### RECORDS

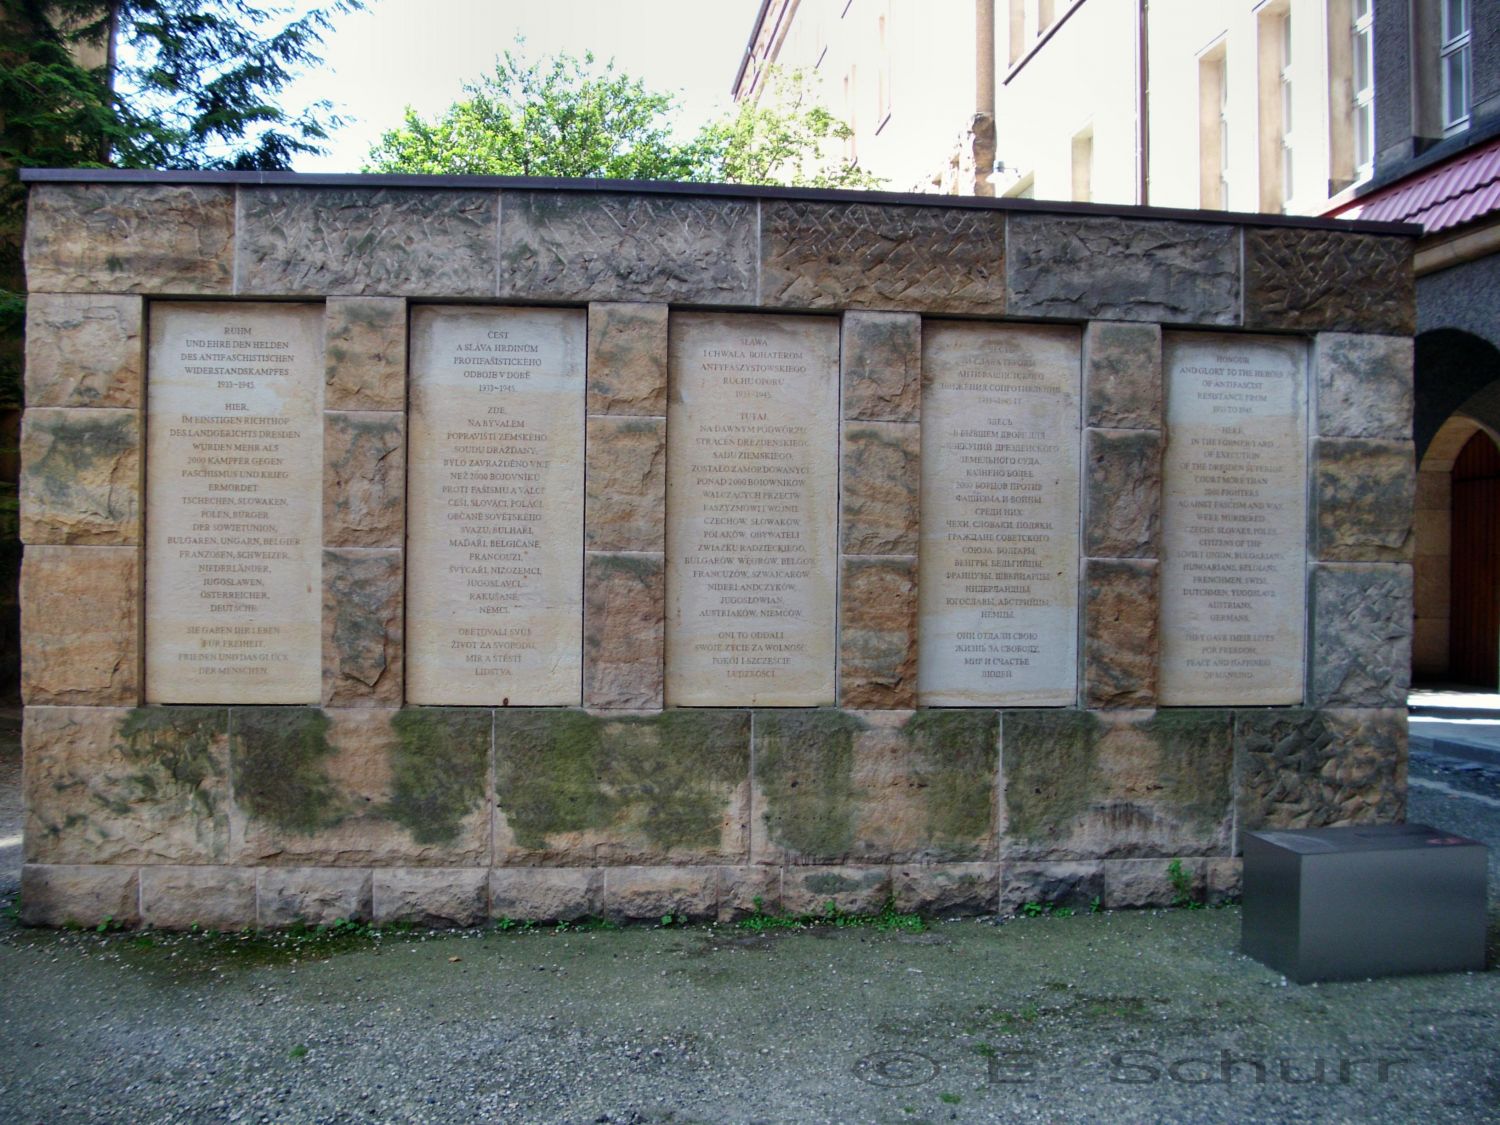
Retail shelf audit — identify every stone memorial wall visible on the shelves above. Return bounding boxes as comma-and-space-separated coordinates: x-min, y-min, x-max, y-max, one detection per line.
17, 172, 1417, 927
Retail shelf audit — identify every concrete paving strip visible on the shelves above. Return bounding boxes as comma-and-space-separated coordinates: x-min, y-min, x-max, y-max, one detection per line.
1408, 775, 1500, 809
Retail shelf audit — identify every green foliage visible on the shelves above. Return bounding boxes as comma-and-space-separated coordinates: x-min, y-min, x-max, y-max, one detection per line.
736, 894, 925, 934
367, 44, 882, 190
1167, 859, 1204, 910
368, 44, 709, 179
698, 65, 883, 189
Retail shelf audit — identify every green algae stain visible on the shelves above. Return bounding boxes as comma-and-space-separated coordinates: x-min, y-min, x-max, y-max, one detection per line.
494, 710, 749, 853
755, 710, 865, 859
905, 709, 998, 856
118, 707, 227, 818
386, 709, 490, 845
231, 708, 339, 835
1148, 709, 1233, 830
1002, 710, 1099, 842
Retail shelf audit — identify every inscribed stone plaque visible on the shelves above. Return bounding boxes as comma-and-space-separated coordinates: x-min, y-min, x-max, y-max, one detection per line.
407, 307, 585, 704
918, 322, 1082, 706
1161, 333, 1307, 705
146, 302, 323, 703
666, 313, 839, 706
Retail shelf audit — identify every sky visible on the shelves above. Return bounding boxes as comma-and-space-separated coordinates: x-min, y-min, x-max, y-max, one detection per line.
284, 0, 765, 172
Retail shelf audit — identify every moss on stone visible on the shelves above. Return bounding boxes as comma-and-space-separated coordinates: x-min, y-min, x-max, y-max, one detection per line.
494, 709, 748, 853
231, 708, 339, 835
28, 412, 135, 508
386, 709, 490, 844
589, 553, 660, 583
755, 710, 865, 859
905, 709, 998, 856
1148, 710, 1233, 830
1003, 710, 1099, 842
117, 707, 226, 817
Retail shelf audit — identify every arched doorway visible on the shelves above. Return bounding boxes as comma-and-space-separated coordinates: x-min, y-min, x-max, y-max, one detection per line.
1449, 430, 1500, 686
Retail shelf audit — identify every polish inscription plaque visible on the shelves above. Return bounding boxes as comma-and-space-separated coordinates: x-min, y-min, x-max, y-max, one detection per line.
918, 322, 1081, 706
407, 307, 585, 705
665, 313, 839, 706
146, 302, 324, 703
1160, 333, 1307, 705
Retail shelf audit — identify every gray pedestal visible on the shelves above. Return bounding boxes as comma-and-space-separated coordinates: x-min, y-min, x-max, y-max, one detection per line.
1241, 823, 1488, 983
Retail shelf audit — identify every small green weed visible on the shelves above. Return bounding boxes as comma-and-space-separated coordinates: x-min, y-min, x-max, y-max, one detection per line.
735, 895, 925, 934
288, 1044, 308, 1060
939, 1092, 961, 1105
1167, 859, 1204, 910
1089, 895, 1103, 914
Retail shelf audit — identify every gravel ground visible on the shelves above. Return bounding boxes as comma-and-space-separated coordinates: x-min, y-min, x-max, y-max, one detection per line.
0, 727, 1495, 1124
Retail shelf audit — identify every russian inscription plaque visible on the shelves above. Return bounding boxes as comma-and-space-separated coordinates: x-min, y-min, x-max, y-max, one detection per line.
665, 313, 839, 706
918, 322, 1081, 705
146, 302, 324, 703
407, 306, 585, 705
1161, 333, 1307, 704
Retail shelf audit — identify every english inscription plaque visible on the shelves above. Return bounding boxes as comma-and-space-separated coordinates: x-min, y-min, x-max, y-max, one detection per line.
665, 313, 839, 706
1161, 333, 1307, 704
407, 307, 586, 705
145, 302, 324, 703
918, 322, 1081, 706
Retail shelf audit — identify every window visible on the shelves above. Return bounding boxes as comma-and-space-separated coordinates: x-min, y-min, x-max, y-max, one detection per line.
876, 5, 892, 131
1352, 0, 1374, 179
1071, 126, 1093, 202
1257, 3, 1293, 212
1280, 11, 1294, 205
1441, 0, 1471, 132
1199, 48, 1228, 209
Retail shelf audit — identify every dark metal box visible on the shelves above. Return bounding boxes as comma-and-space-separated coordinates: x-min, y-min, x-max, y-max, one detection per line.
1241, 823, 1488, 983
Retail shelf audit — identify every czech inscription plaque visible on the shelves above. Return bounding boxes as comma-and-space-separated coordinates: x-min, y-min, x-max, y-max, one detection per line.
918, 322, 1081, 706
1161, 333, 1307, 704
407, 307, 586, 705
146, 302, 324, 703
665, 313, 839, 706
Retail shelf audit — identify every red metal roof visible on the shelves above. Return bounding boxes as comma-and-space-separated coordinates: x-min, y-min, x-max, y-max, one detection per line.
1332, 136, 1500, 234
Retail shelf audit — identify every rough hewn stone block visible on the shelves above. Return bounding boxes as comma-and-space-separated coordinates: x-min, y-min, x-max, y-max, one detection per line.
781, 865, 891, 916
494, 710, 749, 864
1084, 321, 1161, 429
1083, 559, 1158, 709
1206, 857, 1242, 904
20, 864, 139, 928
1315, 333, 1413, 440
762, 201, 1005, 313
1314, 438, 1415, 561
231, 708, 490, 867
139, 865, 257, 929
489, 868, 603, 922
325, 297, 407, 412
1104, 857, 1205, 909
842, 422, 919, 556
587, 303, 668, 416
891, 863, 999, 915
717, 865, 782, 922
1084, 428, 1160, 558
24, 294, 143, 408
25, 183, 234, 293
842, 311, 921, 422
753, 710, 997, 864
1007, 215, 1238, 324
997, 861, 1103, 916
21, 546, 139, 705
600, 866, 719, 922
1001, 709, 1233, 860
24, 706, 228, 865
324, 412, 405, 548
583, 553, 665, 710
373, 868, 489, 927
840, 556, 917, 710
238, 188, 497, 296
499, 192, 757, 303
257, 867, 373, 927
1244, 228, 1414, 335
21, 408, 139, 544
1233, 708, 1407, 839
322, 550, 403, 707
1310, 564, 1412, 707
585, 417, 665, 553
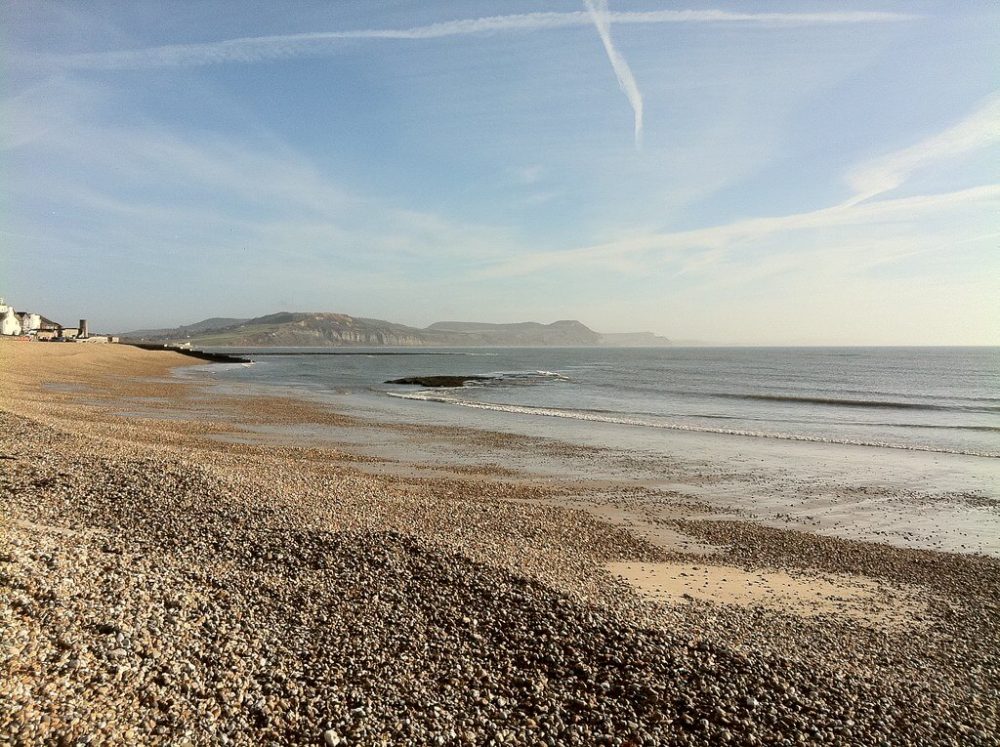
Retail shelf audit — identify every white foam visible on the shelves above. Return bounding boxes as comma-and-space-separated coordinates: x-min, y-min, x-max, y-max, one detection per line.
534, 370, 571, 380
383, 391, 1000, 458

######

◆ YOUR GOAL
Return all the records exactly. Skip the pictures.

◆ ANSWER FOR THE TASK
Retail shelf audit — identify every stone memorial wall visible on the shelves above. Return bounding boxes as comma-and-space-separated coordinates: x-min, y-min, x-max, y-max, one detection per line.
17, 172, 1417, 927
Retail shelf audit — identify every concrete paving strip visible on the shelves above. Return bounding boxes as comma-and-space-separated coordinates: x-min, y-min, x-max, y-max, one detection per line.
1408, 775, 1500, 809
Retail shelf audit — identify every green foliage visible on the shelves above. Return bounding boxes as comma-and-space-separated coordinates: x-min, y-min, x-max, y-max, one detection per line.
736, 894, 925, 934
367, 44, 882, 190
1167, 859, 1204, 910
368, 44, 709, 179
698, 65, 883, 189
Retail shelf audit — identify every green algae stain visible on the shelves above. Return bounding boxes as comma-and-space-separated coordinates: x-min, y-min, x-max, y-max, one detection per line.
494, 710, 749, 853
755, 710, 865, 859
905, 709, 998, 856
118, 707, 227, 818
386, 709, 490, 845
231, 708, 339, 835
1148, 709, 1233, 830
1002, 710, 1099, 842
Retail shelf audit — identify every inscribed stone plaque visible on the shelves above. Return bounding boxes as comma-and-space-separated coordinates: x-min, y-min, x-max, y-max, one detection per line.
407, 307, 585, 704
918, 322, 1082, 706
1161, 333, 1307, 705
146, 302, 323, 703
666, 313, 839, 706
Retail shelf audit — identify every sky visible on the shelves above. Return bounding boxes as comma-and-space-separated coordinates: x-min, y-min, x-max, y-max, one detection per line.
284, 0, 765, 172
Retail shelf audit — identify every moss on stone visible on the shelves above. Return bounding boxes as comma-and-space-separated coordinates: x-min, y-min, x-max, y-max, one detection per line.
494, 709, 748, 853
231, 708, 339, 835
28, 412, 135, 508
386, 709, 490, 844
589, 553, 660, 583
755, 710, 865, 859
905, 709, 998, 856
1148, 710, 1233, 830
1003, 710, 1099, 842
117, 707, 226, 817
Retail shelf audit — identify every arched doorway visible on the shelves above. Return bounding boxes as comma-and-space-separated coordinates: x-min, y-min, x-max, y-max, one detection per line.
1449, 430, 1500, 686
Retail shelf audit — identify every polish inscription plaque visible on the shelves above. Return bounding boxes as comma-and-space-separated coordinates: x-min, y-min, x-max, y-max, one detection per line.
918, 322, 1081, 706
407, 307, 585, 705
665, 313, 839, 706
146, 302, 324, 703
1160, 333, 1307, 705
Retail shelf audit — identify every gray pedestal visible on the shelves above. Return bounding boxes as comma-and-space-separated coordinates: x-min, y-min, x-max, y-max, one detection per line.
1241, 823, 1488, 983
Retail shelf audit — identify every small green weed visible on the shelves above. Return bounding boxes as comma-and-space-separated coordinates: x-min, y-min, x-max, y-max, one detection per line.
735, 895, 925, 934
288, 1044, 308, 1060
939, 1092, 961, 1105
1167, 859, 1204, 910
1089, 895, 1103, 914
Retail shelf audit — identify every gravel ground visible on the shelves above. Return bounding boxes as comma-and-space-separated coordinates: x-min, y-min, x-max, y-max, one detection per line.
0, 727, 1495, 1124
Retail shelf audit — identify every russian inscription plaque visible on the shelves above. Return bounding boxes as comma-and-space-separated coordinates: x-min, y-min, x-max, y-max, one detection per line.
665, 313, 839, 706
918, 322, 1081, 705
146, 302, 324, 703
407, 306, 585, 705
1161, 333, 1307, 704
Retail shelf audit — identify every english inscription plaque visible on the shelves above. Return bounding boxes as comma-and-space-separated coordinates: x-min, y-min, x-max, y-max, one detection per line.
665, 313, 839, 706
1161, 333, 1307, 704
407, 307, 586, 705
145, 302, 324, 703
918, 322, 1081, 706
Retail shelf audit — identify every window visible on the shelves above. Return bounding boxes as comma-and-space-separated coordinates: x-min, y-min, x-max, y-max, one detection per line.
876, 5, 892, 131
1352, 0, 1374, 179
1071, 126, 1093, 202
1257, 3, 1293, 212
1280, 11, 1294, 205
1441, 0, 1471, 132
1199, 48, 1228, 209
Retail shelf audit — identify every dark metal box visible on the shelves above. Return bounding boxes as comma-and-space-separated coordinates: x-min, y-min, x-max, y-max, one detection per line.
1241, 823, 1488, 983
Retail shelf audit — identify every czech inscription plaque visible on the shelves above. Return bounding boxes as comma-and-space-separated coordinates: x-min, y-min, x-max, y-max, one detection per line.
918, 322, 1081, 706
1161, 333, 1307, 704
407, 307, 586, 705
146, 302, 324, 703
665, 313, 839, 706
Retail shelf audit — identify every red metal roof visible on the shelves above. Return bounding boxes as comma-and-space-separated coordinates: x-min, y-min, x-max, y-max, one detection per line.
1332, 136, 1500, 234
Retail shelf audit — identify every rough hewn stone block visible on the shelves above. Return bounding boxes as comma-and-space-separated coordinates: x-min, y-min, x-max, y-max, one detection per line.
781, 865, 891, 916
494, 710, 749, 864
1084, 321, 1161, 429
1083, 559, 1158, 709
1206, 857, 1242, 904
20, 864, 139, 928
1315, 333, 1413, 440
762, 201, 1005, 313
1314, 438, 1415, 561
231, 708, 490, 867
139, 865, 257, 929
489, 868, 603, 922
325, 297, 407, 412
1104, 857, 1205, 909
842, 422, 919, 556
587, 303, 668, 416
891, 863, 999, 915
717, 865, 782, 922
1084, 428, 1160, 558
24, 294, 143, 408
25, 183, 234, 293
842, 311, 921, 422
753, 710, 997, 864
1007, 215, 1238, 324
997, 861, 1103, 916
21, 546, 139, 705
600, 866, 719, 922
1001, 709, 1233, 860
24, 706, 228, 865
324, 412, 405, 548
583, 553, 665, 710
373, 868, 489, 927
840, 556, 917, 710
238, 188, 497, 296
499, 192, 757, 303
257, 867, 373, 927
1244, 228, 1414, 335
21, 408, 139, 544
1233, 708, 1407, 839
322, 550, 403, 707
1310, 564, 1412, 707
585, 417, 665, 553
Retail shelf audit — identify every white foam visible on the shelves above. Return bounding boxes as comma-and-space-separated coordinates: x-min, y-min, x-max, y-max, one detection per line.
534, 370, 571, 380
383, 391, 1000, 458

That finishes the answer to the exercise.